**WHAT TO PRODUCE**: Reprint all records below exactly. No images.

+++ MATERIAL PROVIDED

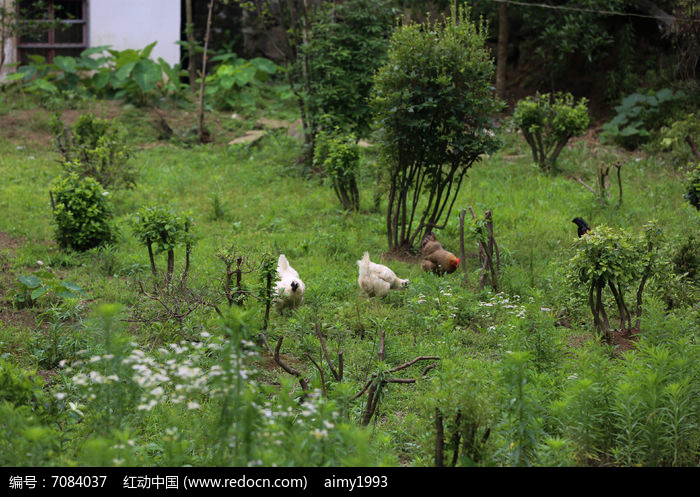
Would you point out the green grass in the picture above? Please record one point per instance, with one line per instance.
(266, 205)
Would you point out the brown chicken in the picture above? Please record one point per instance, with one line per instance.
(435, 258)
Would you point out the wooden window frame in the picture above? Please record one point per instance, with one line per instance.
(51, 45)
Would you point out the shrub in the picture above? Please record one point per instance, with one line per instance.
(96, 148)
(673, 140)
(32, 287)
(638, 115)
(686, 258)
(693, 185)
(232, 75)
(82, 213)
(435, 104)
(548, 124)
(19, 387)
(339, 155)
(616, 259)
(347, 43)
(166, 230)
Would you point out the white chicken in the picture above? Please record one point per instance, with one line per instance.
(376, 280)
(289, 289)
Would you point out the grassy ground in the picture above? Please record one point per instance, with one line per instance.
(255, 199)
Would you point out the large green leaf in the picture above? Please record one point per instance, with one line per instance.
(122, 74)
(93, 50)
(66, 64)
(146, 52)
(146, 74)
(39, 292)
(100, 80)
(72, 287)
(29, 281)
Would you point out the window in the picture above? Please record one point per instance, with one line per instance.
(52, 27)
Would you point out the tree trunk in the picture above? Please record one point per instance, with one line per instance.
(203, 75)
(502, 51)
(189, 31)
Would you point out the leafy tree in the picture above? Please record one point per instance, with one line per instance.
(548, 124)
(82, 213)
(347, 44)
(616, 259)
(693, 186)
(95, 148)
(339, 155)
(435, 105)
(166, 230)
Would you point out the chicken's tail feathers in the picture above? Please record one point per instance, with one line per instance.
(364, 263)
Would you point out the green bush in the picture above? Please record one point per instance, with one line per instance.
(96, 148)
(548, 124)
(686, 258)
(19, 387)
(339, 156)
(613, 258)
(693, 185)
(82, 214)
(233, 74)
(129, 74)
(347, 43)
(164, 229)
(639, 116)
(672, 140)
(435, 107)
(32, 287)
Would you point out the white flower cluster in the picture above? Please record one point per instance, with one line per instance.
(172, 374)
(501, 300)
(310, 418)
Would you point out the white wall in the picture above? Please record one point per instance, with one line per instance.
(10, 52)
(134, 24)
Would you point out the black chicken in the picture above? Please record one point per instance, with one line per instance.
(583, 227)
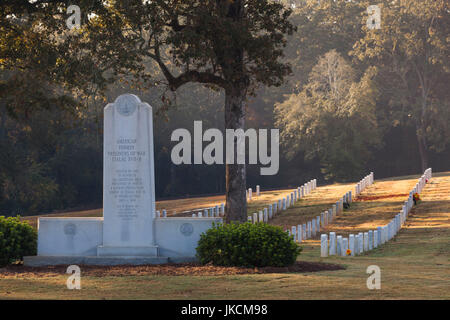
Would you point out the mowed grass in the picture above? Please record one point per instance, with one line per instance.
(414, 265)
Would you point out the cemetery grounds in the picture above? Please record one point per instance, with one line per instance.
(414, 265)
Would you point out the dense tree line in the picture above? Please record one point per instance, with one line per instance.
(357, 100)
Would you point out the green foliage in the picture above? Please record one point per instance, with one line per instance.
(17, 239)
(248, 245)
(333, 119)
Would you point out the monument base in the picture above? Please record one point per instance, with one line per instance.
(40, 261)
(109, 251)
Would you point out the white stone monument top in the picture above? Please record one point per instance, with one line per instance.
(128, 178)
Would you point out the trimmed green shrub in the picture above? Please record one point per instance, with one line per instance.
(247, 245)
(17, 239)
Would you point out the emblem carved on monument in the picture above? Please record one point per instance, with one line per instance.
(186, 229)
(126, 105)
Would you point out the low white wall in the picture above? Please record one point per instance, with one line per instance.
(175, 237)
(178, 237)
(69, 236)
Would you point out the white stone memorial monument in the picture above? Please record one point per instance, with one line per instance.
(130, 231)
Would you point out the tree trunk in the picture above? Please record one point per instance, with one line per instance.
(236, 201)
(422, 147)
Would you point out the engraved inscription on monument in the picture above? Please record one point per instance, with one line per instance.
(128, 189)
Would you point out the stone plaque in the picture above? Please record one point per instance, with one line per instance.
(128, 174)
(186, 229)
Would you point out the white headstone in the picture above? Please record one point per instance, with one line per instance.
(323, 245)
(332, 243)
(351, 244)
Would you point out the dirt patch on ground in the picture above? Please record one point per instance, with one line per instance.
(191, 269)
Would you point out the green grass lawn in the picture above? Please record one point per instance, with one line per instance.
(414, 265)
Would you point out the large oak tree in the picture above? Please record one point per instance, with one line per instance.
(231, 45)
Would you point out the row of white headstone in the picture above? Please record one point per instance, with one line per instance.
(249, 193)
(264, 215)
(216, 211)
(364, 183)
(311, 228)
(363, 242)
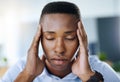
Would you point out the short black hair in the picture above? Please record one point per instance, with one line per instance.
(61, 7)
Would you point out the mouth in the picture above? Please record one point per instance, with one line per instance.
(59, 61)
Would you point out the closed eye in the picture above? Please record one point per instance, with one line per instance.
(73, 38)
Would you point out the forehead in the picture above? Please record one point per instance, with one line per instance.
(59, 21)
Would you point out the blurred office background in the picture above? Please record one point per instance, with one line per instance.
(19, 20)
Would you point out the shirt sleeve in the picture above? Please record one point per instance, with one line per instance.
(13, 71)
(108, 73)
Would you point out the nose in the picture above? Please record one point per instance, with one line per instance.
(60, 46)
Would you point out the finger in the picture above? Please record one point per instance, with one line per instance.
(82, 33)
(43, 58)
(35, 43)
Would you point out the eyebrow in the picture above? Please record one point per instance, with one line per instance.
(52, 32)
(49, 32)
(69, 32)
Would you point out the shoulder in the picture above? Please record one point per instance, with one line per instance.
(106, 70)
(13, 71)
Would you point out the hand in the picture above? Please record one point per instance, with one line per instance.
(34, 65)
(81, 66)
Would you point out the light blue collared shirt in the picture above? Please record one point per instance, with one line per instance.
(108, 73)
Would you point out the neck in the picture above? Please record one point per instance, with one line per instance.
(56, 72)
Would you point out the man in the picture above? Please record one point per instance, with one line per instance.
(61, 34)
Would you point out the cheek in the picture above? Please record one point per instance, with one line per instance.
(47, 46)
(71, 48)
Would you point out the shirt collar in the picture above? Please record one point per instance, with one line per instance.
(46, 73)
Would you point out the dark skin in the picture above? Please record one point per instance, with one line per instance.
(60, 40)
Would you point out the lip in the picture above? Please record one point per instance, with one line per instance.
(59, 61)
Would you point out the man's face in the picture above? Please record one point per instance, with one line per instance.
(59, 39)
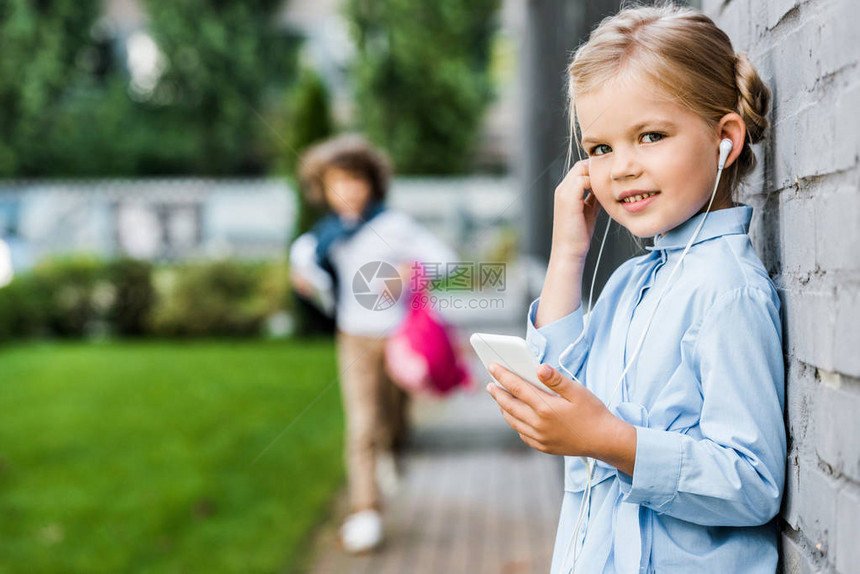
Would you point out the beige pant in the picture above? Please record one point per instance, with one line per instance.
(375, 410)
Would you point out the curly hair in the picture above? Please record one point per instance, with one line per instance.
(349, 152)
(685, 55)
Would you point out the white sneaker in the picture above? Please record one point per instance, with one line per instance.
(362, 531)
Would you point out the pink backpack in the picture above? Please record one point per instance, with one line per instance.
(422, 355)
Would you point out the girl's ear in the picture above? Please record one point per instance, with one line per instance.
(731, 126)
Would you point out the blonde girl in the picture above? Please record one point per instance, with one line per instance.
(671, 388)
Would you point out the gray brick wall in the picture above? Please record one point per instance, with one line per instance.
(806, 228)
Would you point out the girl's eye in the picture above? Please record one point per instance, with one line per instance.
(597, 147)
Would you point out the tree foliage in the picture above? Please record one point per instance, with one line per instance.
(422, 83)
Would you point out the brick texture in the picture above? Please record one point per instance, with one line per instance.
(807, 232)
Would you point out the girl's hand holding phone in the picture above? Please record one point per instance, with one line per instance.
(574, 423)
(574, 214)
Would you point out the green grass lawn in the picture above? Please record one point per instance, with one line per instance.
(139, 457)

++++++

**RESULT FOR THIS EXERCISE**:
Would you point out the green grass in the picture above? Please record one point per instance, with one line per instance.
(266, 205)
Would you point out the brown chicken in the picture above? Please record one point per instance, with one line per instance.
(435, 258)
Would you point out the wooden window frame in the picture above? Please record one point per instance, with one line per instance.
(51, 45)
Would you point out the shrub in the picture above? Please record one point per instance, with one line per instance.
(96, 148)
(673, 140)
(32, 287)
(638, 115)
(686, 258)
(693, 185)
(232, 75)
(82, 213)
(435, 104)
(548, 124)
(19, 387)
(339, 155)
(616, 259)
(347, 43)
(166, 230)
Would you point out the white chicken in the picture above? Please record one point per instance, with one line per instance.
(376, 280)
(289, 289)
Would you point out the grassy ground in the picture above? Please record one point per instance, with one line per instance.
(255, 199)
Would you point out the large green leaf in the picture above? Please record one point per instance, with one line per instance.
(122, 74)
(93, 50)
(66, 64)
(146, 52)
(146, 74)
(39, 292)
(100, 80)
(72, 287)
(29, 281)
Would you point out the window in the picture above? Please record one point per instance, with one line per instance.
(52, 27)
Would you point out the tree trunk in the picture above? Please record one point per instance, with one line per instance.
(203, 75)
(502, 51)
(189, 31)
Would you point out the leafy tree in the picture above? Please record one point per instance, with one line per instance.
(548, 124)
(82, 213)
(347, 44)
(616, 259)
(693, 186)
(95, 148)
(339, 155)
(435, 105)
(166, 230)
Would you point out the chicken's tail feathers in the picture above? Please record one point per instance, with one line per instance.
(364, 263)
Would you point out the green bush in the picture above? Please record one point per instance, with one line per instance.
(96, 148)
(548, 124)
(686, 258)
(19, 387)
(339, 156)
(613, 258)
(693, 185)
(82, 214)
(233, 74)
(129, 74)
(347, 43)
(164, 229)
(639, 116)
(672, 140)
(435, 107)
(32, 287)
Would you point out the white flower cluster in the picture above? Please record one point per instance, with one line per instance.
(172, 374)
(501, 300)
(310, 418)
Would you point out the white wall in the picture above? Please record one point per instance, with one line per instance.
(10, 52)
(134, 24)
Would you point out the black chicken in the picture above? Please record one point per instance, with one line per instance.
(583, 227)
Would you point out the mowed grass in the picture above? Please record one point per instance, with one line per instance.
(414, 265)
Would you point out the cemetery grounds in the picture above? Please record one point per instance, with one line per instance.
(414, 265)
Would you point out the dense tree line in the picture above? Please record one point per instance, with one line per instance.
(357, 100)
Would you point out the green foliage in the picture above? Please record one point per instance, with one line per instance.
(17, 239)
(248, 245)
(333, 119)
Would you point out the monument base in the picture above? Please record one point per instance, with one line per instance.
(40, 261)
(109, 251)
Would you point out the white stone monument top in the picture above? Please record one point per instance, with one line per instance.
(128, 178)
Would you point out the trimmed green shrub in the picture above? Please record one point per instance, with one line per instance.
(247, 245)
(17, 239)
Would you point out the emblem carved on monument in the picture above? Please record one point per instance, with one line per instance.
(186, 229)
(126, 105)
Would you point out the low white wall in the picture above? Please record one point per instance, with one line per instance.
(175, 237)
(178, 237)
(69, 236)
Would you point out the white stone memorial monument in the picture above? Please record one point per instance, with one line per instance.
(130, 231)
Would you point out the tree trunk in the picture above? Please record one point per instance, with one line per instance.
(236, 201)
(422, 147)
Would you point out the engraved inscription on monument in the picture above? Please record one point per instance, with one line per instance.
(128, 189)
Would you point out the stone plaque in the picture above? Please record one point per instance, with one line per instance.
(128, 174)
(186, 229)
Would you point out the white headstone in the picture above? Please record one point per instance, with one line per instance.
(323, 245)
(332, 243)
(351, 244)
Would you point out the dirt patch on ground in the picture above? Please record one point per instance, with one line per instance.
(191, 269)
Would you point out the green grass lawn in the picture above? Please record one point per instance, with one line per instance.
(414, 265)
Would you point out the large oak tree in the picture above? Please record one point per instance, with one line per instance.
(231, 45)
Would you point out the row of white headstone in the picture above? Please record one point per instance, with one line per instance.
(249, 193)
(264, 215)
(216, 211)
(364, 183)
(311, 228)
(363, 242)
Would you point out the short black hair in the picture above? Please record one point per instance, with one line per instance.
(61, 7)
Would you point out the mouth in the picture above? Please record one point per instance, with one line per instance.
(59, 61)
Would you point out the closed eye in the picture above? Please record one point per instance, with one line per instance.
(73, 38)
Would you point out the forehead in the picture above? Please record one point per instance, with one line per instance.
(59, 21)
Would you point out the blurred office background in the picture above? Please record one point per instance, with one line per instance.
(19, 20)
Would you point out the shirt sleeve in the picture above? Please record one point per instance, with one line per instance.
(13, 71)
(108, 73)
Would you point out the nose in the picture above? Please record one point per instance, with one line per instance.
(60, 46)
Would you point out the finger in the picture above? Please record one point per instance, with one line per instance.
(82, 33)
(43, 58)
(35, 43)
Would you point out the eyebrow in the picture above? Please record one point per instance, with one line per instance.
(52, 32)
(49, 32)
(69, 32)
Would you point out the shoulder in the picture above? Please record one point per instance, with one line per instance.
(106, 70)
(13, 71)
Would you point out the hand in the picture above? Please record one point per instance, with one line per instance.
(34, 65)
(81, 66)
Would you point out the light blue collared shirt in the picture above? Please record one point per instance, with one line per instance.
(108, 73)
Would you point out the neck in the picture above? Please record one point per instance, with one line per instance.
(56, 72)
Would you point out the man in the picture above? Please record one point per instance, with one line per instance.
(61, 34)
Would you point out the cheek in the picture above? Please record one point per instance, with one line per instance.
(47, 46)
(71, 48)
Would you point out the shirt collar in the picture above? Please record one point per instance, with one line per instance.
(46, 73)
Would you point out the dark skin in the picture above? Please record one point per instance, with one line per instance.
(60, 40)
Would you point out the lip in the picture above? Please record one point per instance, with one line per instance.
(59, 61)
Would you point out the man's face in the picture above? Please record one point per instance, with one line per instance.
(59, 39)
Would you point out the beige pant in the picture above? Please record one point per instance, with one line per instance.
(375, 410)
Would you point out the curly hair in the picture above? Please record one point per instance, with one line per instance.
(349, 152)
(685, 55)
Would you point out the white sneaker in the picture above? Please record one point per instance, with one line per instance.
(362, 531)
Would you point out the pink backpack in the picture above? Please record one point per instance, with one line per instance.
(422, 355)
Would you point out the girl's ear in the picture above? Please record one point per instance, with one line per instance.
(731, 126)
Would you point out the blonde girl in the picture above? Please record one point per instance, with one line per instance.
(671, 388)
Would you point out the gray brick wall in the picture above? Please record one point per instance, with one line per instance.
(806, 228)
Would you point out the girl's eye in the picture above? Please record one point per instance, with one line per instance.
(597, 147)
Would you point out the tree foliage in the picture above? Please record one point per instance, with one line per instance.
(422, 83)
Would you point out the brick texture in the picture above? Please record one point per instance, with one line per instance.
(807, 232)
Would you point out the girl's hand holding phone in the picture above? Please record one point per instance, with one line per instance.
(574, 423)
(574, 214)
Would you point out the green grass lawn in the picture above? Please record one point per instance, with one line per instance.
(139, 457)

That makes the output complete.